[Exercise task]
Update the material below by changing every "Practice" to "Exercise" and leaving all other text as it is. Leave the pictures out of your version.

Records from a point-labeling set:
----------------

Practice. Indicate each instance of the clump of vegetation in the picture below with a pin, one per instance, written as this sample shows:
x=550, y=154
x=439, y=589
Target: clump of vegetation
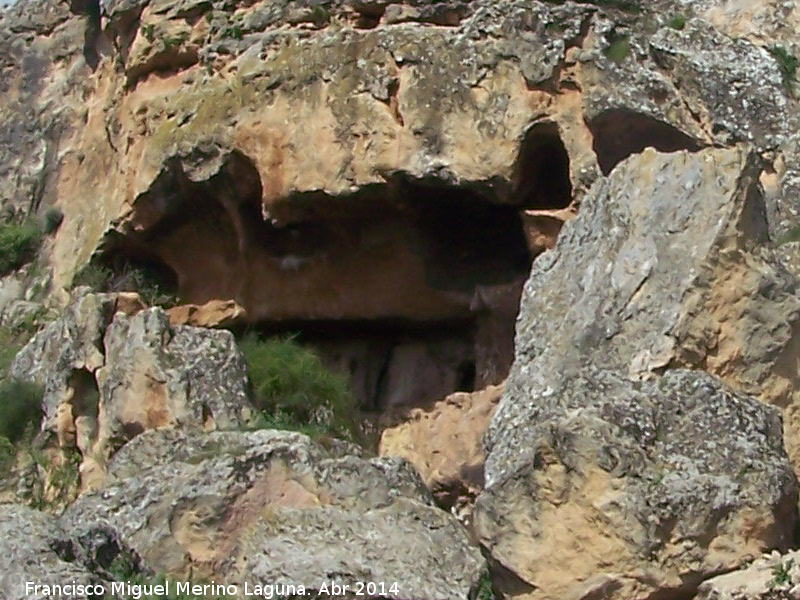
x=52, y=220
x=484, y=590
x=294, y=390
x=53, y=476
x=20, y=409
x=234, y=32
x=18, y=245
x=168, y=43
x=781, y=574
x=787, y=63
x=618, y=49
x=149, y=32
x=126, y=568
x=127, y=278
x=677, y=22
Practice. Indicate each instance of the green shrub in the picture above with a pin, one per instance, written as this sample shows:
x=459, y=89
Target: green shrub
x=484, y=589
x=20, y=409
x=619, y=49
x=8, y=456
x=677, y=22
x=787, y=63
x=52, y=220
x=128, y=278
x=296, y=391
x=18, y=245
x=128, y=574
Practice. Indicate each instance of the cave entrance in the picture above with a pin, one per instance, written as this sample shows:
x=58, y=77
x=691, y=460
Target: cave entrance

----------------

[Exercise answer]
Exercise. Indicate each instance of the clump of vegetation in the picture below with a pin, one per instance, written as this sample shows:
x=550, y=154
x=439, y=589
Target: clump of vegetation
x=52, y=220
x=484, y=590
x=294, y=390
x=53, y=476
x=20, y=409
x=234, y=32
x=18, y=245
x=168, y=43
x=781, y=574
x=787, y=63
x=618, y=49
x=149, y=32
x=126, y=568
x=127, y=278
x=677, y=22
Exercise. Indicate each instance of the green shrub in the picture above with a pin, one per instance, written as this sample shows:
x=459, y=89
Target: green shrub
x=484, y=589
x=20, y=409
x=619, y=49
x=8, y=456
x=677, y=22
x=787, y=63
x=52, y=220
x=128, y=278
x=296, y=391
x=18, y=245
x=128, y=574
Exercise. Indicate each instance of the cave entrance in the picture above with a pin, one per instance, written as this sample shows:
x=58, y=77
x=691, y=460
Target: cave entrance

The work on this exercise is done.